• [EXERCISE DETAILS]
Please retype the records below exactly, from the first line down to and including the line with "(format x=21, y=14)".

• [Point localization data]
▶

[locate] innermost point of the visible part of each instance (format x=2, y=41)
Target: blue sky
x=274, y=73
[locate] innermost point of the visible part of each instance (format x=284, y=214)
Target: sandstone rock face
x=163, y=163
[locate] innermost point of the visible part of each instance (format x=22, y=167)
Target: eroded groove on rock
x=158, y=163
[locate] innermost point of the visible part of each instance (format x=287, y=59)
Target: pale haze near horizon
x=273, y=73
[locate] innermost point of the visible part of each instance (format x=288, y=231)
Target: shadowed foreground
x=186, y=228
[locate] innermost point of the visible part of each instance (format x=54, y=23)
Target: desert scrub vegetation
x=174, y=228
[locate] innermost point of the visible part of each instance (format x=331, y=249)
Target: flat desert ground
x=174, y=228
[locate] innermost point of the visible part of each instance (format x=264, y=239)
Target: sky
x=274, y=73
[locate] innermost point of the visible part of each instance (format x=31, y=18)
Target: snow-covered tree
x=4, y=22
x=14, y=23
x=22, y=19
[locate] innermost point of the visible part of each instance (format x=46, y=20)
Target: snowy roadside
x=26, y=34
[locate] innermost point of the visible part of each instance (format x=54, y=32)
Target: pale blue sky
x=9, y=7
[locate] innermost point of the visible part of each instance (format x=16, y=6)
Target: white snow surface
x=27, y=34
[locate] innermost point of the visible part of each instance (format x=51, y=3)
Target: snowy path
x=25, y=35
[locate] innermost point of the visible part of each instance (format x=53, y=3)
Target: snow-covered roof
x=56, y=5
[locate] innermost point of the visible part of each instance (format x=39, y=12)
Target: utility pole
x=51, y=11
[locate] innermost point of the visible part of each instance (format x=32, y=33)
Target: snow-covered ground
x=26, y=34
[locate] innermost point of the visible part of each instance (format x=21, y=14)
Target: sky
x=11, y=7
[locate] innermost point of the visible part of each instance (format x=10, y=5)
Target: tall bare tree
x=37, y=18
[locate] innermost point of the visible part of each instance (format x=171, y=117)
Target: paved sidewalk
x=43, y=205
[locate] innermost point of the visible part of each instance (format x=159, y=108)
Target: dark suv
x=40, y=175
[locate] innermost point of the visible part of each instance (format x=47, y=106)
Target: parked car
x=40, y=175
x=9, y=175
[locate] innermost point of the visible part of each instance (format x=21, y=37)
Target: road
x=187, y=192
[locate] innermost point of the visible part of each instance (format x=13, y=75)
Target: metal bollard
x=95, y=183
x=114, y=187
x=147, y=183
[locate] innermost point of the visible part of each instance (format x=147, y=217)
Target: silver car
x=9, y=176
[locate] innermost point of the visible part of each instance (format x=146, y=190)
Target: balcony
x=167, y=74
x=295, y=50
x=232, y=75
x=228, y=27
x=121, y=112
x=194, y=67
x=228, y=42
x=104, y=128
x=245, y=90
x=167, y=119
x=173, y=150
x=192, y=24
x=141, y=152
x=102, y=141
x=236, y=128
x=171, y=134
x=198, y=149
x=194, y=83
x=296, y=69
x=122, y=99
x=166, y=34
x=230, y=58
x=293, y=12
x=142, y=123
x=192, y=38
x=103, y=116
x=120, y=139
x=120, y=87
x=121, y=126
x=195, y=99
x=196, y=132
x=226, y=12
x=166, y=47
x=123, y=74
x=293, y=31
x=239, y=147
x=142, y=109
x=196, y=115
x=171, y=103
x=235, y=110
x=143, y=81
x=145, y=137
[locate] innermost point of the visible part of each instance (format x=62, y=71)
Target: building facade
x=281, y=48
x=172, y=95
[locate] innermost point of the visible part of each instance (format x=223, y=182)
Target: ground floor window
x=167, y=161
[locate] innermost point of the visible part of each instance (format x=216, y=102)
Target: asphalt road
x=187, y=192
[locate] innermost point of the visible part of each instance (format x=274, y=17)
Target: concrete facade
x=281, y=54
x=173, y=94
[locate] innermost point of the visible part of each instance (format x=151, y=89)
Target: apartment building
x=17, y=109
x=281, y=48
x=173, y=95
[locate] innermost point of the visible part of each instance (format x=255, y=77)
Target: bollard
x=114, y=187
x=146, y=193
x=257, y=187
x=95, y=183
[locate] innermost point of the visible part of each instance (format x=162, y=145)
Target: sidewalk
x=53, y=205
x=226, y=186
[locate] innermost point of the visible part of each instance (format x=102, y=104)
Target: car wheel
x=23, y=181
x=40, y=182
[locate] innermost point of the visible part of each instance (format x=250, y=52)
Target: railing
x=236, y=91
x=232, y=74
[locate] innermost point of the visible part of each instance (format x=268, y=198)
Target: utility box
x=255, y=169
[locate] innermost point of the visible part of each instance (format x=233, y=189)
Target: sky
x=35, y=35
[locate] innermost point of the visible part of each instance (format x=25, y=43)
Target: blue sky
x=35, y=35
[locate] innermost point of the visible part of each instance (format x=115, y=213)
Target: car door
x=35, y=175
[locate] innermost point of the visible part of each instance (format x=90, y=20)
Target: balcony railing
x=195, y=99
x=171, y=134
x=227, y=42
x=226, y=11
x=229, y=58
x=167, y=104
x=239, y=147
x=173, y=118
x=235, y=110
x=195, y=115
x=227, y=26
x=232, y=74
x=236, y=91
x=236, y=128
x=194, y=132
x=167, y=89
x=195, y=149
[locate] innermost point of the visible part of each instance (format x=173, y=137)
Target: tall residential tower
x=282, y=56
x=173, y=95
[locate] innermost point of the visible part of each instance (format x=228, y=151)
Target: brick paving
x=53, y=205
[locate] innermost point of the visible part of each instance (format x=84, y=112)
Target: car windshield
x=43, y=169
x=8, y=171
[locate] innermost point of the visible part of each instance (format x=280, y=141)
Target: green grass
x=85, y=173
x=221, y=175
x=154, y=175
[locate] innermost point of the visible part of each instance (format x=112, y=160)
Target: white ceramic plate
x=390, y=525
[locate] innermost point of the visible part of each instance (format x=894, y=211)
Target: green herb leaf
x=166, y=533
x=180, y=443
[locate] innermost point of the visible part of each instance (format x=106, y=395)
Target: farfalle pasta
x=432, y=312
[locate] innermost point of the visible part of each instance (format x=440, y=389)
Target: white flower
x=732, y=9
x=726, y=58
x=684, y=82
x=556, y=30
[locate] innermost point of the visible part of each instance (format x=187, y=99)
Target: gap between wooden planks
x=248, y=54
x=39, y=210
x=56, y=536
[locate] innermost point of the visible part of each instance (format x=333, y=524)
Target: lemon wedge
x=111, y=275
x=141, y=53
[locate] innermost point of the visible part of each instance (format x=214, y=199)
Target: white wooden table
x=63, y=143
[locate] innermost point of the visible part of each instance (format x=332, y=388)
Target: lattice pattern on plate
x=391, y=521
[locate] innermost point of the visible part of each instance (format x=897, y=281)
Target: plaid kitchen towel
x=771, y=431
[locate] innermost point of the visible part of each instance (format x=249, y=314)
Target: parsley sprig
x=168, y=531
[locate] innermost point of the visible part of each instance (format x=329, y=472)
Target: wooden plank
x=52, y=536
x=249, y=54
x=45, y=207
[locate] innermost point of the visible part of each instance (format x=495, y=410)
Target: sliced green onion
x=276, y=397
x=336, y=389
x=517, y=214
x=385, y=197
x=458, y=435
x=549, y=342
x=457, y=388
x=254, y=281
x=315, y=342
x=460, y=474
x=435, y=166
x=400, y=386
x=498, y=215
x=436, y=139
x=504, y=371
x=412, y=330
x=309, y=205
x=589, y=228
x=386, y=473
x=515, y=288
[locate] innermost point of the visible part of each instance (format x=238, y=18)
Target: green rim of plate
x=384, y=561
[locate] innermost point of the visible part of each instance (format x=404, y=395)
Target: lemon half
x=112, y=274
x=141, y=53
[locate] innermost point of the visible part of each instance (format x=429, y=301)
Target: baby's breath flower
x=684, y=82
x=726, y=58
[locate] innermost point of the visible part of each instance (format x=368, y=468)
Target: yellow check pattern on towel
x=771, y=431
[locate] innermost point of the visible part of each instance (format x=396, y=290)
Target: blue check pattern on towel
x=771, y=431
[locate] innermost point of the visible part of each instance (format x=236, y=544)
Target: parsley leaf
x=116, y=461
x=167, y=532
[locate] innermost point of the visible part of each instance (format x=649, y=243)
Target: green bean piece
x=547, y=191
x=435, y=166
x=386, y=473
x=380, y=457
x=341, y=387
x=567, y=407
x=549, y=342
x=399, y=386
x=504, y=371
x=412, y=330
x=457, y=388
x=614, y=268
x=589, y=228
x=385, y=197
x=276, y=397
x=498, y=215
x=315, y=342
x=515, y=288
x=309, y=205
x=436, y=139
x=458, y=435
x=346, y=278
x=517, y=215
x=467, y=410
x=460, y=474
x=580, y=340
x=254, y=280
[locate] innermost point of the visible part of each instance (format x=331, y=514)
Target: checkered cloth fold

◀

• [WRITTEN ANSWER]
[locate] innermost point of the visible part of each instance (format x=2, y=41)
Target: blue sky
x=274, y=73
[locate] innermost point of the visible part of each instance (format x=284, y=214)
Target: sandstone rock face
x=163, y=163
[locate] innermost point of the visible part of each instance (format x=22, y=167)
Target: eroded groove on rock
x=158, y=163
[locate] innermost point of the visible part of each instance (format x=287, y=59)
Target: pale haze near horizon
x=273, y=73
[locate] innermost point of the visible part of each instance (format x=288, y=231)
Target: shadowed foreground
x=186, y=228
[locate] innermost point of the visible part of each instance (format x=54, y=23)
Target: desert scrub vegetation
x=174, y=228
[locate] innermost point of the visible part of each instance (format x=331, y=249)
Target: flat desert ground
x=174, y=228
[locate] innermost point of the visible part of each instance (format x=264, y=239)
Target: sky
x=274, y=73
[locate] innermost point of the visible part of each instance (format x=31, y=18)
Target: snow-covered tree
x=4, y=22
x=14, y=23
x=22, y=19
[locate] innermost point of the visible part of each instance (format x=46, y=20)
Target: snowy roadside
x=26, y=34
[locate] innermost point of the visible part of each instance (format x=54, y=32)
Target: pale blue sky
x=9, y=7
[locate] innermost point of the visible part of each instance (format x=16, y=6)
Target: white snow surface
x=27, y=34
[locate] innermost point of the visible part of each instance (format x=51, y=3)
Target: snowy path
x=25, y=35
[locate] innermost point of the visible part of each instance (format x=53, y=3)
Target: snow-covered roof
x=56, y=5
[locate] innermost point of the visible part of each instance (format x=39, y=12)
Target: utility pole
x=51, y=11
[locate] innermost point of the visible part of each instance (format x=32, y=33)
Target: snow-covered ground
x=26, y=34
[locate] innermost point of the visible part of each instance (format x=21, y=14)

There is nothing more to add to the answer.